Exercise - Your task is to copy every record exactly.
□ □ □
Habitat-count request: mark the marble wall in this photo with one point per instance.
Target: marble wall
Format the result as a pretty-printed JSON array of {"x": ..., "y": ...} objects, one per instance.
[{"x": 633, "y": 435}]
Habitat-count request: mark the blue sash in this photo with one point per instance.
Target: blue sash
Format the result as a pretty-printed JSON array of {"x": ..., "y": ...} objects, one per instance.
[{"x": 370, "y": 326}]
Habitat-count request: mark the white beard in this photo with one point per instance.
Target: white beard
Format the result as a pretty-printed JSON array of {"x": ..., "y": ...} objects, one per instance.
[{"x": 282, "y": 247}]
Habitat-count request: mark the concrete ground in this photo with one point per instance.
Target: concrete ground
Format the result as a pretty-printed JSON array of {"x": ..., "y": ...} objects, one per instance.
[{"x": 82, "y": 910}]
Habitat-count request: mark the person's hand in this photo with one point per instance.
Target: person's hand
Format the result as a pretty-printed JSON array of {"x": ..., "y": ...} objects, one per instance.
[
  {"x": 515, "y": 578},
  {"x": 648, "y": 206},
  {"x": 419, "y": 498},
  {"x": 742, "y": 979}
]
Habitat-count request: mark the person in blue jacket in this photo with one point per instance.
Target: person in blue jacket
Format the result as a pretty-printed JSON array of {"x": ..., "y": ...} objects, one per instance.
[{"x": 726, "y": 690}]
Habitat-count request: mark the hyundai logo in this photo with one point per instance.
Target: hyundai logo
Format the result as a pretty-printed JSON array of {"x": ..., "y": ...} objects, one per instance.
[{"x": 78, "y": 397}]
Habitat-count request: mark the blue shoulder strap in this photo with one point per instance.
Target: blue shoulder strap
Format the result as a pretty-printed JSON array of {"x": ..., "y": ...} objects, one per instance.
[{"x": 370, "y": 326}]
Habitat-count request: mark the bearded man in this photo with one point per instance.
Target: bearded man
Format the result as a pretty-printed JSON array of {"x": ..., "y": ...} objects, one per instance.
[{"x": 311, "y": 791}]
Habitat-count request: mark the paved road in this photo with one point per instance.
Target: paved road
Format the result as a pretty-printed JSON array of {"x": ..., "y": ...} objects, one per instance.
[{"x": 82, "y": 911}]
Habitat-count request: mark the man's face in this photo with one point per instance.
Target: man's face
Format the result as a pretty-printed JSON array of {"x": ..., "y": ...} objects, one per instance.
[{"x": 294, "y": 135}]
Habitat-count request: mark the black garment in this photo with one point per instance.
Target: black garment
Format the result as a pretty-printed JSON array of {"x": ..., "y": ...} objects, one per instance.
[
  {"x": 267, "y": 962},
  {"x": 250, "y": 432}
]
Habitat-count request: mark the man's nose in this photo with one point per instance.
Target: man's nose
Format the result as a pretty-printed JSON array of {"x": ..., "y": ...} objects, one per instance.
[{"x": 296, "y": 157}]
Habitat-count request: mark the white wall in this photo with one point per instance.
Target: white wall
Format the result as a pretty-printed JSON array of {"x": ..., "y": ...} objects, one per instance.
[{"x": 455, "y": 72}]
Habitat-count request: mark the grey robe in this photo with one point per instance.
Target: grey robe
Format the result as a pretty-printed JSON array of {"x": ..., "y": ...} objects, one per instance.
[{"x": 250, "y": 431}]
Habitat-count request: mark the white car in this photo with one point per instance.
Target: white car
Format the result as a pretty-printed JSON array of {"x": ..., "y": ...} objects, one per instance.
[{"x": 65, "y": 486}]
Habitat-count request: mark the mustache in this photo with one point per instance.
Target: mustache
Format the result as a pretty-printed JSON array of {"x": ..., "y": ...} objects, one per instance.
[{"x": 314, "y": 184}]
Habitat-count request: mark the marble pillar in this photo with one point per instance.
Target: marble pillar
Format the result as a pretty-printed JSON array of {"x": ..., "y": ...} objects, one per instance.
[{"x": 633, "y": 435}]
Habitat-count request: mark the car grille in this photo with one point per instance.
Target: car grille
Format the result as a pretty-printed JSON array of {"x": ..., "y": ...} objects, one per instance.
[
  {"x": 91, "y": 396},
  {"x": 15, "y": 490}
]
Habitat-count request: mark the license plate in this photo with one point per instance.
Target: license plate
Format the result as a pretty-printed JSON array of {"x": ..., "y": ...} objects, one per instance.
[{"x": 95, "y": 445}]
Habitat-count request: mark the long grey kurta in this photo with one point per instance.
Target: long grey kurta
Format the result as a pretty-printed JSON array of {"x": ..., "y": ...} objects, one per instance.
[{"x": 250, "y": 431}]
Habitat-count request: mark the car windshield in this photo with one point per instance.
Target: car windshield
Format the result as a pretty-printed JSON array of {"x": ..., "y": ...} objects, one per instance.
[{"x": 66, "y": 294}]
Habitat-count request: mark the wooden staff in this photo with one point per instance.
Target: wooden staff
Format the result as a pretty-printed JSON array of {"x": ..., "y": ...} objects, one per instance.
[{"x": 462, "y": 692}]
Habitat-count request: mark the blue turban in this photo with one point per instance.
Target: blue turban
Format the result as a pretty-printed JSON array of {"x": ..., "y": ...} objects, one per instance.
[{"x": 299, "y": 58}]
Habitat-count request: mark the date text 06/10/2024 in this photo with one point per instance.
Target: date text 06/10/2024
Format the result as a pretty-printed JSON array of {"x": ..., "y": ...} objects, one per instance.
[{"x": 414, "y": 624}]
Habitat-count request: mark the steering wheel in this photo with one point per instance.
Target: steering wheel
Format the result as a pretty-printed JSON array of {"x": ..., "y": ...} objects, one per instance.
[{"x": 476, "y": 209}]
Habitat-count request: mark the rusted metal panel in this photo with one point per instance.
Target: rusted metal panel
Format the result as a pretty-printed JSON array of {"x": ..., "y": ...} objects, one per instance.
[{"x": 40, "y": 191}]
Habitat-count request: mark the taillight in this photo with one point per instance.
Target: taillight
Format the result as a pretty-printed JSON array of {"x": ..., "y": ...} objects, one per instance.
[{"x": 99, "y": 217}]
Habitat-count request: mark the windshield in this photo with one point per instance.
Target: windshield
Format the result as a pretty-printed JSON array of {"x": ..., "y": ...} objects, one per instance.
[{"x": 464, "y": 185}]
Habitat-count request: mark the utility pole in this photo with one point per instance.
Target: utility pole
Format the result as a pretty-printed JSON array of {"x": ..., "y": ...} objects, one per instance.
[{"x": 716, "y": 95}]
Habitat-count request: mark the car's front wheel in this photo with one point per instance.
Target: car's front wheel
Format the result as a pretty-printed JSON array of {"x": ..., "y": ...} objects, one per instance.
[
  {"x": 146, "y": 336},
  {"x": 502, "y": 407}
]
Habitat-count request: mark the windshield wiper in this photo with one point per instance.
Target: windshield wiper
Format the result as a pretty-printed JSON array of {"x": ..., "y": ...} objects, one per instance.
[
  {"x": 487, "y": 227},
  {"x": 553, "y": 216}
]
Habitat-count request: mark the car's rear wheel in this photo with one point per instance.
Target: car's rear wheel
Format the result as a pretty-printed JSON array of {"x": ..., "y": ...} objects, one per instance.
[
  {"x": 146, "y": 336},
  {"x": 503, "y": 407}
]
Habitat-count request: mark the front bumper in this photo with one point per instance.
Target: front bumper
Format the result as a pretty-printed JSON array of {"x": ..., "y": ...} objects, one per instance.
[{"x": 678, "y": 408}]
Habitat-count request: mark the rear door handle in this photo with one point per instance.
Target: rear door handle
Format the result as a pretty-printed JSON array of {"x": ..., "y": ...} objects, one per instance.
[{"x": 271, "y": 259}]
□ □ □
Answer to the task -
Habitat-count request: mark the marble wall in this photo with one point per instance.
Target: marble wall
Format the result as a pretty-printed JSON array of {"x": ..., "y": ...} objects, one per instance.
[{"x": 633, "y": 435}]
Habitat-count request: mark the blue sash in this photo with one point per instance.
Target: blue sash
Format the result as a pretty-printed JSON array of {"x": ..., "y": ...} objects, one per instance.
[{"x": 370, "y": 326}]
Habitat-count request: mark the white beard in this photo with one point per instance.
Target: white beard
Format the result as a pretty-printed JSON array of {"x": ..., "y": ...} objects, one per instance.
[{"x": 282, "y": 247}]
Habitat-count request: mark the concrete ground in this photo with one point per instance.
Target: concrete ground
Format the result as a pretty-printed JSON array of {"x": ..., "y": ...} objects, one per instance.
[{"x": 82, "y": 910}]
Habitat-count request: mark the person's hand in this photo with one point per instance.
Target: person's hand
Format the result as a pretty-printed JSON array of {"x": ..., "y": ...} objects, one per instance.
[
  {"x": 515, "y": 578},
  {"x": 648, "y": 206},
  {"x": 419, "y": 498},
  {"x": 742, "y": 979}
]
Habitat-count request: mark the person in blue jacket in this photo with one point per instance.
Target: person in blue jacket
Format the result as a pretty-printed JSON array of {"x": ..., "y": ...} objects, one per instance.
[{"x": 726, "y": 690}]
Habitat-count request: mark the hyundai logo in this photo with one point per instance.
Target: hyundai logo
Format the result as a pretty-printed JSON array of {"x": ..., "y": ...} objects, one per instance.
[{"x": 78, "y": 397}]
Habitat-count request: mark the blue shoulder strap in this photo with one point per instance.
Target: blue shoulder strap
Format the result as a pretty-printed JSON array of {"x": ..., "y": ...} objects, one per instance.
[{"x": 370, "y": 326}]
Habitat-count request: mark the bearded man in this photo with one point per instance.
Target: bearded man
Format the result as a pretty-printed JSON array of {"x": ..., "y": ...} objects, one per instance.
[{"x": 311, "y": 791}]
Habitat-count request: mark the paved road in this photo with one point per instance.
Target: paved road
Format the result as a pretty-printed JSON array of {"x": ..., "y": ...} objects, one per instance.
[{"x": 82, "y": 911}]
Habitat-count request: mark the man's face in this photo with one point per instance.
Target: man's face
Format the result as a pretty-printed JSON array of {"x": ..., "y": ...} objects, one per instance.
[{"x": 294, "y": 135}]
Habitat-count request: mark the black garment in this photo with one point per instance.
Target: black garment
Format the result as a pretty-printed JSON array of {"x": ..., "y": ...} objects, one per instance.
[
  {"x": 267, "y": 962},
  {"x": 250, "y": 432}
]
Habitat-count request: mark the man's nose in this photo with one point per instance.
Target: man's nose
Format the result as a pretty-printed JSON array of {"x": ..., "y": ...} objects, one per instance.
[{"x": 296, "y": 157}]
Habitat-count request: mark the white wall in this photo with one point per instance.
Target: white wall
Format the result as a pretty-printed JSON array of {"x": ..., "y": ...} objects, one per instance.
[{"x": 455, "y": 72}]
Habitat-count request: mark the grey robe in this photo with one point per instance.
Target: grey robe
Format the result as a pretty-printed JSON array of {"x": ..., "y": ...} objects, one per instance.
[{"x": 250, "y": 431}]
Habitat-count request: mark the white car in this photo with one point per instance.
Target: white car
Format the result as a pretty-printed JSON array of {"x": ..., "y": ...} objects, one per instance.
[{"x": 65, "y": 486}]
Habitat-count request: mark the mustache in this photo with one point per instance.
Target: mustache
Format the result as a pretty-printed JSON array of {"x": ..., "y": ...} objects, one per instance.
[{"x": 314, "y": 184}]
Habitat-count request: mark the marble pillar in this photo with one point per instance.
Target: marble pillar
Format the result as a pretty-printed JSON array of {"x": ..., "y": ...} objects, one per instance.
[{"x": 633, "y": 435}]
Habitat-count request: mark the car grille in this photo with one point per instance.
Target: car grille
Format the result as a pretty-printed JSON array of {"x": ..., "y": ...} objects, one per instance.
[
  {"x": 91, "y": 396},
  {"x": 15, "y": 490}
]
Habitat-count request: mark the license plate in this photo with one point per instance.
Target: license plate
Format the result as a pretty-printed JSON array of {"x": ..., "y": ...} objects, one per instance.
[{"x": 95, "y": 445}]
Habitat-count request: mark the long grey kurta in this photo with one point per instance.
Target: long grey kurta
Format the result as a pretty-printed JSON array of {"x": ..., "y": ...} objects, one per instance.
[{"x": 250, "y": 431}]
Habitat-count request: mark the car windshield in this photo with one point per instance.
Target: car windshield
Format the result as a pretty-printed JSON array of {"x": ..., "y": ...} objects, one per instance.
[{"x": 66, "y": 294}]
Habitat-count request: mark the wooden staff in this photo with one point per instance.
Target: wooden staff
Format the result as a pretty-printed JSON array of {"x": ..., "y": ...} objects, one per instance.
[{"x": 462, "y": 692}]
Habitat-count request: mark the blue turban in this photo with one point per instance.
Target: blue turban
Format the result as a pretty-printed JSON array of {"x": ..., "y": ...} objects, one per instance.
[{"x": 299, "y": 58}]
Habitat-count request: mark the date text 06/10/2024 in this photo with one point per instance.
Target: date text 06/10/2024
Format the result as a pretty-printed JSON array of {"x": ..., "y": ...} objects, one per instance.
[{"x": 414, "y": 624}]
Habitat-count request: mark the steering wheel in this photo with one point per instance.
Target: steering wheel
Format the result as a pretty-printed JSON array of {"x": ..., "y": ...} objects, one per instance.
[{"x": 476, "y": 209}]
Habitat-count request: mark the rusted metal panel in this photo with one point per instance.
Target: rusted metal panel
Format the result as a pretty-printed JSON array of {"x": ..., "y": ...} objects, one per instance.
[{"x": 40, "y": 191}]
Habitat-count request: mark the taillight in this photo with one point per instance.
Target: taillight
Format the result as a pretty-printed JSON array of {"x": ..., "y": ...} objects, one per instance.
[{"x": 99, "y": 217}]
Habitat-count request: mark the windshield in this photo with one point per instance.
Target: windshield
Format the result as a pretty-printed JSON array of {"x": ..., "y": ...} objects, one per instance.
[{"x": 464, "y": 185}]
Habitat-count request: mark the utility pole in this photo with one point per instance.
Target: utility pole
Format the result as a pretty-printed JSON array of {"x": ..., "y": ...} objects, one per instance.
[{"x": 716, "y": 95}]
Habitat-count request: mark the car's front wheel in this photo with one point per instance.
Target: car's front wheel
Format the result as a pretty-printed JSON array of {"x": ..., "y": ...} objects, one per instance.
[
  {"x": 146, "y": 336},
  {"x": 502, "y": 407}
]
Habitat-count request: mark the windshield wiper in this photo with one point per instance.
Target: windshield wiper
Format the result as a pretty-printed JSON array of {"x": ..., "y": ...} objects, one per instance.
[
  {"x": 487, "y": 227},
  {"x": 553, "y": 216}
]
Habitat-count request: mark the car's rear wheel in this photo with one point per instance.
Target: car's rear wheel
Format the result as a pretty-printed JSON array of {"x": ..., "y": ...} objects, one per instance.
[
  {"x": 146, "y": 336},
  {"x": 503, "y": 407}
]
Habitat-count request: mark the front bumper in this photo with one point per instance.
Target: front bumper
Format the result as a pretty-printed JSON array of {"x": ..., "y": ...} objects, one per instance.
[{"x": 678, "y": 408}]
Habitat-count request: mark the rear door handle in this photo with one point per instance.
Target: rear door handle
Format the result as a pretty-printed JSON array of {"x": ..., "y": ...} objects, one per instance.
[{"x": 271, "y": 259}]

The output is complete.